## Passage provided:

◆ ◆ ◆

Dr. Lieberman’s joint position as Chairperson of the Department of Psychiatry at Columbia and Director of the New York State Psychiatric Institute ought to have people concerned for multiple reasons, not least of which, the conspiring of state and private entities. This public-private partnership has a long history in New York State, which without challenge is a trendsetter state, so the issues discussed here are not specific to New York. McLain and Christensen (1996) also reported that in 1925, Dr. George H. Kirby was the director of the Psychiatric Institute and he solidified this goal of a joint venture of research, practice, and policy with “an agreement with the new Columbia entity [Columbia-Presbyterian Medical Center] to build a new hospital and an institute.” As part of this agreement, PI moved from Ward’s Island (where Meyer had established its offices in 1902) to Manhattan. Meyer:
“pledged to make the facilities available to staff and students of Columbia’s medical college. Thus, PI became the headquarters of Columbia University’s Department of Psychiatry.” (McLain and Christensen, 1996)
Of course, Dr. Lieberman was awarded the “Adolph Meyer Award” by the American Psychiatric Association. Adolph Meyer (Tenney, 2014), was assessed through an analysis of work done by Grob (1994) and Scull (2005) was one the most dangerous players in the organization of organized psychiatry in the early 20th century. Scull (2005) suggested, “Meyerian psychiatry turned out to be as intellectually empty as its author was ethically blind” (p. 288). The organizers of organized psychiatry knew they had to protect their institution (Tenney, 2014).
Linda Andre (2009) also addressed this relationship between Columbia University and PI, which above, we saw was initiated by Meyer, in 1906. Andre (2009) zooms in on the 1925 marker as a solidification and formalization of the arrangement, which I see as evidence of the organization of State-sponsored Organized Psychiatric Industries (SSOPI) in New York State:
“Nevertheless, as we shall see, P.I. has played a larger role in the selling of electroshock than any other institution in America. This is largely because it is a research facility that has aggressively and successfully sought state and federal funding. More funding equals more publications equals more influence. Although it is a state facility, P.I. has had, since 1925, a unique affiliation agreement with Columbia University’s College of Physicians and Surgeons, which adds immeasurably to its perceived prestige.” (p. 40)
This is crucial evidence of the deliberate organization of organized psychiatry in New York State due to its connections between research, practice, policy, power, and profit—and that these connections did not end in 1907 as PI is still considered a prominent research institution. PI is still a State-Sponsored research institution. McLain and Christensen (1996) report the massive public expenditures directed at PI:
“New York State Psychiatric Institute is among the top institutions in terms of total dollars received from the federal government for medical research and is a leading recipient of grant money from the National Institute of Mental Health.”

◆ ◆ ◆

## Given data:
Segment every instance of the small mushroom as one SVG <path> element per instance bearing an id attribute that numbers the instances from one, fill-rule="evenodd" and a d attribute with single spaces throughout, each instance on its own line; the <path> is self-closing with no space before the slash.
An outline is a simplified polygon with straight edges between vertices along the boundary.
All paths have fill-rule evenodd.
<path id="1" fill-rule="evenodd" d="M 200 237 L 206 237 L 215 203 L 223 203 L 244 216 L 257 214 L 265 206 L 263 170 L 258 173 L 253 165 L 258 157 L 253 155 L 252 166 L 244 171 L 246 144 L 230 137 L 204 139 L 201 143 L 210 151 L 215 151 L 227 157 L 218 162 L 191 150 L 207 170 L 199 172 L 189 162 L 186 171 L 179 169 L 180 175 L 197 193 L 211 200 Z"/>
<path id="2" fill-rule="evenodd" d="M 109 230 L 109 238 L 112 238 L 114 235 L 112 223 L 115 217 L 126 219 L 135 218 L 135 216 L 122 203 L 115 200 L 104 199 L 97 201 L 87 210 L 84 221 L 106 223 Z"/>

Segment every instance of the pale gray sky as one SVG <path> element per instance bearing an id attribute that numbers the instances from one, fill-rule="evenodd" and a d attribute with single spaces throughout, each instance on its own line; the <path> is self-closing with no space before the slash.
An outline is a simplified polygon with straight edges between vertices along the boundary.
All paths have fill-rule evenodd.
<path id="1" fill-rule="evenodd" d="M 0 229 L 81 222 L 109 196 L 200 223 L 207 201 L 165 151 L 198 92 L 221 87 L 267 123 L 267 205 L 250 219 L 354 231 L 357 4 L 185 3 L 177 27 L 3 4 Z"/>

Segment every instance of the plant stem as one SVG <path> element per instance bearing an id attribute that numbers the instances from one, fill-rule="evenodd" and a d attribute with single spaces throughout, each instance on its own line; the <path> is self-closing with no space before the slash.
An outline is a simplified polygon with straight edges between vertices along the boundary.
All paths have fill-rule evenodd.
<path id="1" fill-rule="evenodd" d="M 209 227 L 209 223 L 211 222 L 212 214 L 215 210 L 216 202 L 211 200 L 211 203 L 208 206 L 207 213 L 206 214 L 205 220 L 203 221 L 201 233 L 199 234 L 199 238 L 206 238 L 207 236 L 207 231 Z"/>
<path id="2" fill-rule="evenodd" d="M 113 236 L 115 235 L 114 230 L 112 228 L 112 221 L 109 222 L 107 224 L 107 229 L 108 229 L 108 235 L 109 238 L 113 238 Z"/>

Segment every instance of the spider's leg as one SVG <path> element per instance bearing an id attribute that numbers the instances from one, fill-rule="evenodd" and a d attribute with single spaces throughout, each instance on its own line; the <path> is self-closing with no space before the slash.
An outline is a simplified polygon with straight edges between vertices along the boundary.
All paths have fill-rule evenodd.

◆ ◆ ◆

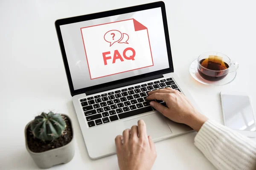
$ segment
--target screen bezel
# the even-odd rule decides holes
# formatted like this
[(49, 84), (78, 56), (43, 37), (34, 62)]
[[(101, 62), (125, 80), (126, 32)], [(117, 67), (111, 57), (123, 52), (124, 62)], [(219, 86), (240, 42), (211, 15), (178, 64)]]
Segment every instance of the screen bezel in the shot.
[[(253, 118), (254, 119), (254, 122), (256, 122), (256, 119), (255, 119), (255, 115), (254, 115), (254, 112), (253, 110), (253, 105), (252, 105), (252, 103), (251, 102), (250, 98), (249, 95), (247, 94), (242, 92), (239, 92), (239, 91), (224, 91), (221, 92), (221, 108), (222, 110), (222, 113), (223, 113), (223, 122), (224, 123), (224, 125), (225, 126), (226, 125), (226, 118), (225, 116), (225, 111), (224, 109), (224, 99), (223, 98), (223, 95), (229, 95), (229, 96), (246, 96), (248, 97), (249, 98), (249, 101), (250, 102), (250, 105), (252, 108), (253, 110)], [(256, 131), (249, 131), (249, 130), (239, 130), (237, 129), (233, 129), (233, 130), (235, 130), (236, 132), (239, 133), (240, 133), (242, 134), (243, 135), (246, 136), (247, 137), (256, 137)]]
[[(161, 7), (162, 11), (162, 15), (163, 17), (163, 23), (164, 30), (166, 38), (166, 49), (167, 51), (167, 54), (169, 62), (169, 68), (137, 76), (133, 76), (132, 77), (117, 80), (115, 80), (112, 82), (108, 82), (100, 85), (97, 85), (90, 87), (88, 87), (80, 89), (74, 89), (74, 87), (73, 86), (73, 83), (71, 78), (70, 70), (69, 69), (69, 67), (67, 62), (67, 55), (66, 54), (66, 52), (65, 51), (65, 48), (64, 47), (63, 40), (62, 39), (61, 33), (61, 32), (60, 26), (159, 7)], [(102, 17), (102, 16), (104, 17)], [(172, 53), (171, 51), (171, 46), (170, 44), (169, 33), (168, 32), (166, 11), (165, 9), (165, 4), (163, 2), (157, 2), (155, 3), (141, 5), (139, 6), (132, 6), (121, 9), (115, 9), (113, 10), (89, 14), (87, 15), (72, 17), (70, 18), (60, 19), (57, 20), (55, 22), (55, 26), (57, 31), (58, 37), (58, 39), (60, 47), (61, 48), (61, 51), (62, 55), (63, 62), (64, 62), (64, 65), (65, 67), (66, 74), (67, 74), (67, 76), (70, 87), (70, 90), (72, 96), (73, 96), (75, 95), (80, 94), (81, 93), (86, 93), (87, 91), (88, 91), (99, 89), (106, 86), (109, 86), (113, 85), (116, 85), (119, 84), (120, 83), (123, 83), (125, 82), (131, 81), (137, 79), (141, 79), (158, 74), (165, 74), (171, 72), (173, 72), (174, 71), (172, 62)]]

◆ ◆ ◆

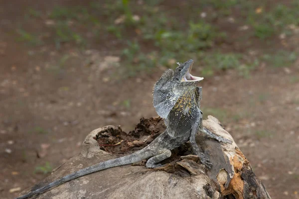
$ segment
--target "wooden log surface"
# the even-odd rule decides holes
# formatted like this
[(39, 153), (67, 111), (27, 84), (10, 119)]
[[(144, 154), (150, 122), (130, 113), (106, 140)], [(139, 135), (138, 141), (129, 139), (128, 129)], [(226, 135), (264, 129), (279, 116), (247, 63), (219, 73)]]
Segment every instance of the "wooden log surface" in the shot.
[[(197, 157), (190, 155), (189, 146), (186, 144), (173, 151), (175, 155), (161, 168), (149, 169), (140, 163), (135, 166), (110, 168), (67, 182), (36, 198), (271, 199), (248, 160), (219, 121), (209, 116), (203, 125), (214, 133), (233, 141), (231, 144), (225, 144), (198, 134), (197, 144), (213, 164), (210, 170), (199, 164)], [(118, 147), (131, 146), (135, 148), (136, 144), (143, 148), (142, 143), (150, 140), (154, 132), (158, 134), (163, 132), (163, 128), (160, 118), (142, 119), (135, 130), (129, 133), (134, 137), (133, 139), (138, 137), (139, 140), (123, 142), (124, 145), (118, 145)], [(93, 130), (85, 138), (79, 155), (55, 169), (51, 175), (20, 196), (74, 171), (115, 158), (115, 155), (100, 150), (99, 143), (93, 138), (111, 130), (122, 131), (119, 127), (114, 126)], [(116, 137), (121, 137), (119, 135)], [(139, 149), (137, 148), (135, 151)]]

◆ ◆ ◆

## Exercise requirements:
[a] In the passage on the Psychiatric Institute, where did PI move from and to as part of the 1925 agreement?
[b] Using the passage on the Psychiatric Institute, explain why P.I. has played a larger role in selling electroshock than any other institution in America.

## Answers by item number:
[a] PI moved from Ward's Island to Manhattan.

[b] P.I. is a research facility that has aggressively and successfully sought state and federal funding, and more funding means more publications, which means more influence. Its affiliation with Columbia University's College of Physicians and Surgeons since 1925 also adds greatly to its perceived prestige.